Hacker News new | ask | show | jobs
by MartinMond 1266 days ago
When I looked at Python vs Ruby many years ago, I found the opposite: Why does Python have (special) functions like len() and map(), instead of 'properly' supporting both OOP (len should just be a method on objects) and/or FP (support multi-line lambdas so I can actually use map/filter etc).

I never understood how this can be considered consistent at all, and those IMHO language design warts made me look into Ruby at the time.

Has this improved since? I know print was changed in Python3 to make it not-special.

3 comments

map() and filter() being functions means you can run them on any object that implements __iter__(). To make them methods they'd have to be added to each individual type that might want to use them. IIRC Ruby does that using mixins but that takes up a lot of room in the namespace of each type and makes it a little harder to figure out where the methods come from.

● **MATERIAL SUPPLIED**
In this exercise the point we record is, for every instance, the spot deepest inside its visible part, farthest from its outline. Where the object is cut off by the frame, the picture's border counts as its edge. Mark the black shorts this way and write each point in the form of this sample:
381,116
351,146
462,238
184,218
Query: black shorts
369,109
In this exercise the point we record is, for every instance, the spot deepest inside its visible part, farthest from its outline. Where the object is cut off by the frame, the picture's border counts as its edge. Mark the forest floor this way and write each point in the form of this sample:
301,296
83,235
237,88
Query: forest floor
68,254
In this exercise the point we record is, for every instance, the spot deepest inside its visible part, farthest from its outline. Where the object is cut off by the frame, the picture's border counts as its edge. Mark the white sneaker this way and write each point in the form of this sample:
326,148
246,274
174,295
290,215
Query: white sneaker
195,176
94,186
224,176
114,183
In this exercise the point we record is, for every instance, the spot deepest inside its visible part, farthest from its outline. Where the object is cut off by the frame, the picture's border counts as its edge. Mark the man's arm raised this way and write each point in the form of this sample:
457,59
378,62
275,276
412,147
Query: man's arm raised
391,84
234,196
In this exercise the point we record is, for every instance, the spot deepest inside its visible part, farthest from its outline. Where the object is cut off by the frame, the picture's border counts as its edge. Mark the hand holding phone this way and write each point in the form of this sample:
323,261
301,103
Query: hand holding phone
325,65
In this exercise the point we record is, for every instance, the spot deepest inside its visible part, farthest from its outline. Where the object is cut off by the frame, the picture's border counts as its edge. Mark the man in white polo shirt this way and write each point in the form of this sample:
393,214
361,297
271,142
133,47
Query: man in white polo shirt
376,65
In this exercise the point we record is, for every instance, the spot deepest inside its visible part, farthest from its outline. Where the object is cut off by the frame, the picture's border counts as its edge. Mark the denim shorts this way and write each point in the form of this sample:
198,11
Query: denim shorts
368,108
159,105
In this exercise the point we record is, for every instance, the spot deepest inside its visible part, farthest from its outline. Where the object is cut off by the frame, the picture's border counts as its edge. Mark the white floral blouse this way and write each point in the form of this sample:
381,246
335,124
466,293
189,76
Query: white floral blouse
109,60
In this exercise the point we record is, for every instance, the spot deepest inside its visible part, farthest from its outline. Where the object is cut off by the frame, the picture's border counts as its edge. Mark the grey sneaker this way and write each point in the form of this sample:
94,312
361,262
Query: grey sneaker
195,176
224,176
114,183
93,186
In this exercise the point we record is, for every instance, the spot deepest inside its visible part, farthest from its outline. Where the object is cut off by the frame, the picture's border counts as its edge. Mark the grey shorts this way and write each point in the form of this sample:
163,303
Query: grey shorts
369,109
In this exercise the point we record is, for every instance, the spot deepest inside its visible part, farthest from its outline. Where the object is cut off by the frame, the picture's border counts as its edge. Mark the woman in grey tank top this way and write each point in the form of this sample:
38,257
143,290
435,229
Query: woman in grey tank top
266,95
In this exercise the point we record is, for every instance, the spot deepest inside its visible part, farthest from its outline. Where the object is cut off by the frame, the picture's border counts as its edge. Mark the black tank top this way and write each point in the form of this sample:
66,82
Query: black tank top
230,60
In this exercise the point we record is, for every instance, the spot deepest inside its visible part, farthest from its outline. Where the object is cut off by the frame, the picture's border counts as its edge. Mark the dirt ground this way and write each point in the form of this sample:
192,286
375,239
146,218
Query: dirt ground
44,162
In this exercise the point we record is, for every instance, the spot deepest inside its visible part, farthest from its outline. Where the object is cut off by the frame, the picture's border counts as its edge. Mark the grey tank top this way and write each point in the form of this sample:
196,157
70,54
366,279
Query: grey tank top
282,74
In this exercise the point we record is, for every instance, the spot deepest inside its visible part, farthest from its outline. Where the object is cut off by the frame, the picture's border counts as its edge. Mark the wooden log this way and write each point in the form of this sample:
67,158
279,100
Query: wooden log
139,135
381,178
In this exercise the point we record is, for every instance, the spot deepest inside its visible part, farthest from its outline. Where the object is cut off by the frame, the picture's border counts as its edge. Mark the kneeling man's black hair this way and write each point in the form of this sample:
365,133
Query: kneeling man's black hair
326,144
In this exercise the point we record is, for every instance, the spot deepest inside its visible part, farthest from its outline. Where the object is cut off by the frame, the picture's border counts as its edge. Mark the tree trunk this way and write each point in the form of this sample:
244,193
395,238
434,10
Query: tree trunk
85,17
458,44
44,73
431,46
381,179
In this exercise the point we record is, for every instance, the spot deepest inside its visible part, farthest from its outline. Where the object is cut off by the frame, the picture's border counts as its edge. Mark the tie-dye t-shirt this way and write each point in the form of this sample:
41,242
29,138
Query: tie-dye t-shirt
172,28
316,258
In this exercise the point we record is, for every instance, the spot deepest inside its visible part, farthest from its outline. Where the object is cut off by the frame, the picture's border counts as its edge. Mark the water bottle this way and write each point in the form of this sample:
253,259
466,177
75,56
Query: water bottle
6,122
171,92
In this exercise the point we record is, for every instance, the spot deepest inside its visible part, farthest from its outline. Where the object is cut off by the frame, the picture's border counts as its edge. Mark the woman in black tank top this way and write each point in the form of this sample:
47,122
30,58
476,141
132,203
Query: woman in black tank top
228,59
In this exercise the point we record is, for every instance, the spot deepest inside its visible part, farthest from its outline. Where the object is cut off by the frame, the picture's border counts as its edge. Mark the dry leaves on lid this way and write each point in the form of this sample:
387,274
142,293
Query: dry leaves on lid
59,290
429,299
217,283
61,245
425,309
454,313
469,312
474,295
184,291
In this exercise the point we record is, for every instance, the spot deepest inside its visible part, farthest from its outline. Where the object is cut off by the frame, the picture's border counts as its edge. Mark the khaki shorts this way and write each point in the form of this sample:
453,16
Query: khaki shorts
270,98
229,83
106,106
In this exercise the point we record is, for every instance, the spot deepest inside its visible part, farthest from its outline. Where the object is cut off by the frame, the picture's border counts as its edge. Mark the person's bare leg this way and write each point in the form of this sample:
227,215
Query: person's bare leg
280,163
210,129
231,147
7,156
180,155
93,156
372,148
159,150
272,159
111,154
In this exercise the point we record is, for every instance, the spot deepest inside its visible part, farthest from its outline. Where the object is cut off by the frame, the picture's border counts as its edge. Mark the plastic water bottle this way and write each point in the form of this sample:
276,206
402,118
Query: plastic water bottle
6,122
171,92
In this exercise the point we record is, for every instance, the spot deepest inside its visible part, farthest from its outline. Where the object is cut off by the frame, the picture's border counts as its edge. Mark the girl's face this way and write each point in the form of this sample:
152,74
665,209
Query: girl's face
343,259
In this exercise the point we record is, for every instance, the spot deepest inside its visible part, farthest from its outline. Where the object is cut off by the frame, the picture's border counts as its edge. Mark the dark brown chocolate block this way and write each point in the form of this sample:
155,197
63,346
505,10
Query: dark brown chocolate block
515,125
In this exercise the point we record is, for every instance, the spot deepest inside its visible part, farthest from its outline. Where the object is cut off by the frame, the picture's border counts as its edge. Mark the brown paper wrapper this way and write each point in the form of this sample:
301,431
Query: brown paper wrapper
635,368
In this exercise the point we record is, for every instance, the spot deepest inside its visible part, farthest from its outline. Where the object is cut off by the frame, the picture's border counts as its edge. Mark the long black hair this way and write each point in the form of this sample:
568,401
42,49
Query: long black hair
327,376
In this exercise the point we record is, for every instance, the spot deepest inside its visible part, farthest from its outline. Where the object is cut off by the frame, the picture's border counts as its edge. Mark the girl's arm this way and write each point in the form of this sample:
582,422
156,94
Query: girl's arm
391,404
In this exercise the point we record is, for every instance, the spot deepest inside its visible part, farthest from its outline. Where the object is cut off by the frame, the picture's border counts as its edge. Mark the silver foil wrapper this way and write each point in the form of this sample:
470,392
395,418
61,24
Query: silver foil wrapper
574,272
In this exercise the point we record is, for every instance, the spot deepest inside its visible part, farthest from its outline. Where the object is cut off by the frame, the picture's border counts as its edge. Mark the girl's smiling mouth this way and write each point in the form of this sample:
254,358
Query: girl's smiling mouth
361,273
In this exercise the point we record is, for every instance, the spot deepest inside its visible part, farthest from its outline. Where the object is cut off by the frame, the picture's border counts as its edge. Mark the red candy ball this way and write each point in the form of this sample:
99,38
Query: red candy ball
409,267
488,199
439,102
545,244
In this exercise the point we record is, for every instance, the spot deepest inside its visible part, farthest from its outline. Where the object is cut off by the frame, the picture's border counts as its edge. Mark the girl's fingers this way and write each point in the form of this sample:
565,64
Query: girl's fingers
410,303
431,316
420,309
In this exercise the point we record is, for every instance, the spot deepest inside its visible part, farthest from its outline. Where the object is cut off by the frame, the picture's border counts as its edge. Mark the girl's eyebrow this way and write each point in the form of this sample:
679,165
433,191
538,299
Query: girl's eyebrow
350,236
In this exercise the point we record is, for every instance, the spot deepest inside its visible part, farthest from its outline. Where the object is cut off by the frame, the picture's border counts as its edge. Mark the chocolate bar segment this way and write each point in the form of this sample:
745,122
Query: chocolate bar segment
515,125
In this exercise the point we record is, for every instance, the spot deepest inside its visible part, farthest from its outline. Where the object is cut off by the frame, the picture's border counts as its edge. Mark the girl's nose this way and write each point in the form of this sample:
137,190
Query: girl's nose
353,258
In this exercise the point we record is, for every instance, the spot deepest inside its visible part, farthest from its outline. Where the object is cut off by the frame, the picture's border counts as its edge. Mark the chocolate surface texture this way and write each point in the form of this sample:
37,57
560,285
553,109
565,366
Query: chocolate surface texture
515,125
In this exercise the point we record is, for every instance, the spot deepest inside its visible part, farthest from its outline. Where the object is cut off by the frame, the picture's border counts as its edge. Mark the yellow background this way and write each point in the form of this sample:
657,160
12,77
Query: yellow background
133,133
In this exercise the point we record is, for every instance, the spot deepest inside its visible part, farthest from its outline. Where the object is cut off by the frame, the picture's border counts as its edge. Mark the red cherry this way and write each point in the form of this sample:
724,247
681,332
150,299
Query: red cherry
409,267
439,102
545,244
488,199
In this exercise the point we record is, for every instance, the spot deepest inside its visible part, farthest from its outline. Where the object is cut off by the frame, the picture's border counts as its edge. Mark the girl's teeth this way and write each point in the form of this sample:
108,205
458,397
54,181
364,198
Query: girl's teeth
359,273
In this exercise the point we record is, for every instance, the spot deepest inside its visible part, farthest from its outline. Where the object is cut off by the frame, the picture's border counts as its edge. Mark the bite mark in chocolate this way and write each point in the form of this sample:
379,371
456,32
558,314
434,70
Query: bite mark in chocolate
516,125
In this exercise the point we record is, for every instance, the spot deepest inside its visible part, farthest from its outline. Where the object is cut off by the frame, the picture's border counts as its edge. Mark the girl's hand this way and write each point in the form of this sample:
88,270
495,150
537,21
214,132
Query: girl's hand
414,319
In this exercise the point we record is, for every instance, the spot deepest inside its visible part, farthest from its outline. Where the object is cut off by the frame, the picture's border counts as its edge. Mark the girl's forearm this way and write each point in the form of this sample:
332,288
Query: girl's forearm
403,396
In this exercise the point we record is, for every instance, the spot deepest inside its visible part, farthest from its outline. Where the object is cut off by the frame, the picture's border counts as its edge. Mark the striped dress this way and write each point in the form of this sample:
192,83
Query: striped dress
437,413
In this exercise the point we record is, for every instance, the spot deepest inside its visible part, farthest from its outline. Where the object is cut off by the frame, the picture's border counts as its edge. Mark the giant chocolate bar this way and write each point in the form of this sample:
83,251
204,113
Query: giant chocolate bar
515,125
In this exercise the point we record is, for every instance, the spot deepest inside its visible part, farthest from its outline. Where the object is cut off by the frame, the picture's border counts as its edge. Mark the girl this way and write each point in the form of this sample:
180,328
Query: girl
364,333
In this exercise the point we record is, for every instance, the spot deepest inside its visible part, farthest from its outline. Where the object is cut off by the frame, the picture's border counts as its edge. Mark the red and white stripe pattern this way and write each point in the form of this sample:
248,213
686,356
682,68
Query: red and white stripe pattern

● **GOAL**
Please copy word for word everything in the Python versus Ruby thread above, from "Has this improved" down to "methods come from.".

● **RESULT BELOW**
Has this improved since? I know print was changed in Python3 to make it not-special.

3 comments

map() and filter() being functions means you can run them on any object that implements __iter__(). To make them methods they'd have to be added to each individual type that might want to use them. IIRC Ruby does that using mixins but that takes up a lot of room in the namespace of each type and makes it a little harder to figure out where the methods come from.